START Input data
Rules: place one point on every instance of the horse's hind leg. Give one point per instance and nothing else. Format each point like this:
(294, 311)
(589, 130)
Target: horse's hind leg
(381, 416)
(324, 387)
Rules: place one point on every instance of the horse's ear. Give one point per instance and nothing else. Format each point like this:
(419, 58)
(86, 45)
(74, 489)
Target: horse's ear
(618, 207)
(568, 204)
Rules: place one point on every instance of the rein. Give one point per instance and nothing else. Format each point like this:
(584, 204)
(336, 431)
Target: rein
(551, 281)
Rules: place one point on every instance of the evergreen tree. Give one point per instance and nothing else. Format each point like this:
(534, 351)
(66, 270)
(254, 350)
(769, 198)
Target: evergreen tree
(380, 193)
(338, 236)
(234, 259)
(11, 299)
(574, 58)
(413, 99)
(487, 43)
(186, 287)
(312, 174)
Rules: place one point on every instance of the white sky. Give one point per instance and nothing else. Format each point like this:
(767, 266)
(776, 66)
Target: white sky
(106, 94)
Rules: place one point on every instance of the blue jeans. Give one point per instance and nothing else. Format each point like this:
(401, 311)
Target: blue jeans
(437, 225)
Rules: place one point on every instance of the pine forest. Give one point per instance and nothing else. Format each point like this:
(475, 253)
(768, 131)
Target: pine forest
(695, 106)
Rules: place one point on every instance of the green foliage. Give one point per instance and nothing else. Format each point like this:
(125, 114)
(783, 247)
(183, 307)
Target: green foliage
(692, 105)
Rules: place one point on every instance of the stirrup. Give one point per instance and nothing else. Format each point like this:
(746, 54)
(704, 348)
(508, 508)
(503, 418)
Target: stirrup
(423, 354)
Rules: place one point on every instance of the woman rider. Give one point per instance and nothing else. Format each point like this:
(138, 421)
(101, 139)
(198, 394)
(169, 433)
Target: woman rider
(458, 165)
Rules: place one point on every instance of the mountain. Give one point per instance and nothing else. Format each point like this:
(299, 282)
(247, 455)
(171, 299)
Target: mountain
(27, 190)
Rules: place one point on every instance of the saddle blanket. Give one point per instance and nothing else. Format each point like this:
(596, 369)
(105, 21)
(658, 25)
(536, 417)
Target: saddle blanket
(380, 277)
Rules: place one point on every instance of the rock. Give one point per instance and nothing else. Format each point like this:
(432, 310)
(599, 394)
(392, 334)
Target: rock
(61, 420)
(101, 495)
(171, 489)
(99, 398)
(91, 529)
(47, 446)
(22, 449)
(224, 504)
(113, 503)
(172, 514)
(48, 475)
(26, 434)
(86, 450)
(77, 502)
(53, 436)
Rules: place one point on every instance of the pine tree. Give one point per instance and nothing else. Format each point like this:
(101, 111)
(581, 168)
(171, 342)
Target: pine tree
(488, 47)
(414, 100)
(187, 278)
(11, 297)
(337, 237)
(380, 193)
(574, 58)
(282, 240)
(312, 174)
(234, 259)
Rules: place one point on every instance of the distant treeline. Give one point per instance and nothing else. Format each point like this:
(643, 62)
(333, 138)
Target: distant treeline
END Input data
• [Problem to work on] Look over the listing and return each line that holds "treeline".

• [Solution to the exercise]
Rules: place one point on every instance of the distant treeline. Give one point per instance and nothing else. Format each point like this:
Target: distant treeline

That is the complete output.